▸ EXERCISE GOAL:
List every line of the entries below that contains the string "flower", matching case exactly.

[Stored data]
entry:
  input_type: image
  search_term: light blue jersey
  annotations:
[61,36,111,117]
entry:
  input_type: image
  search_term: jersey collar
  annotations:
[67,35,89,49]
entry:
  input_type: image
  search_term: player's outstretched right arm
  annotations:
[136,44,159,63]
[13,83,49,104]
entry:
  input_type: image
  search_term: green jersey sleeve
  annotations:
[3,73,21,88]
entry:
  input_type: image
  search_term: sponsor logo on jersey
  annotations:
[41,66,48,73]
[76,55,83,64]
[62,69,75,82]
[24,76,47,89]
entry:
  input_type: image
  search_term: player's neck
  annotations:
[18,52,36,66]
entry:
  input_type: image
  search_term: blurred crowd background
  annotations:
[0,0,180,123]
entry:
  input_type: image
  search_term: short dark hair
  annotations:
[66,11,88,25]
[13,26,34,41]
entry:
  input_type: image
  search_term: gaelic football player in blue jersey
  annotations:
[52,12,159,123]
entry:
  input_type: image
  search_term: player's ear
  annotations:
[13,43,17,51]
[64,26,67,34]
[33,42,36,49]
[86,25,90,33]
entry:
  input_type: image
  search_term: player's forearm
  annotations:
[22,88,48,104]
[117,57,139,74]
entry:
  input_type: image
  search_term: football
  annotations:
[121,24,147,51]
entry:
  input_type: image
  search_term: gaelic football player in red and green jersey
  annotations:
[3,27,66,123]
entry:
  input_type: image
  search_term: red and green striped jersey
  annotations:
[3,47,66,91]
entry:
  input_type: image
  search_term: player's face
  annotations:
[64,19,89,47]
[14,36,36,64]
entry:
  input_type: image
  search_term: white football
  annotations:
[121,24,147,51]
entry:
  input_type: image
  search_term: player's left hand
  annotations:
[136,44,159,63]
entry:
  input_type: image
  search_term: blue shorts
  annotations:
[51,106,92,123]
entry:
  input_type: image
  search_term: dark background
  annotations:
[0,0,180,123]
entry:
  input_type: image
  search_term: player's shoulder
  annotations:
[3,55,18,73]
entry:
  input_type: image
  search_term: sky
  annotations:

---

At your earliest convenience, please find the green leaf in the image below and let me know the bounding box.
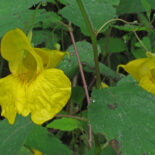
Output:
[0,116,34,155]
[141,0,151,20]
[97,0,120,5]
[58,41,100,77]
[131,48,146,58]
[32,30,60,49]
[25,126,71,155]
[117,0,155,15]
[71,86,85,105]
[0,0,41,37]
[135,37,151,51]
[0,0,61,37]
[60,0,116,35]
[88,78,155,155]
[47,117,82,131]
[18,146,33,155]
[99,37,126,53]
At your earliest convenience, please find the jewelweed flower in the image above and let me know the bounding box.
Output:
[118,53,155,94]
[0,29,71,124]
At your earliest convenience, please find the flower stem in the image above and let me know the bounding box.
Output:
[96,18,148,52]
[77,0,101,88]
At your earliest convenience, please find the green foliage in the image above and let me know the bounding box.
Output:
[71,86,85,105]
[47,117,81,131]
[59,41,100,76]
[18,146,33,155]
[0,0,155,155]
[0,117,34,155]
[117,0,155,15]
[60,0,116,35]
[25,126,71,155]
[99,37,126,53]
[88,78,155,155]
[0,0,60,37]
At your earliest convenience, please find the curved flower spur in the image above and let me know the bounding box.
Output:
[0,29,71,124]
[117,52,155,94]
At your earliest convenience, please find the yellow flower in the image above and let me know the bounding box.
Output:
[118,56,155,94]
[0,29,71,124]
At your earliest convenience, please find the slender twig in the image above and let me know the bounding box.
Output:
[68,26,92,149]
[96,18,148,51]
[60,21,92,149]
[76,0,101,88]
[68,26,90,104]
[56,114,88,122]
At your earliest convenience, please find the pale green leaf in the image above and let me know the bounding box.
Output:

▸ EXERCISE SOLUTION:
At your earliest convenience, please find the jewelweed flower in the image above and let me know the bounding box.
At your earliest convenience, please find the flower stem in the image above and let me know the bounding box.
At your earliest convenience, please find the curved flower spur in the image above and let me know the bounding box.
At your earliest convenience, please find the yellow flower in the image above and let me know the bounding box.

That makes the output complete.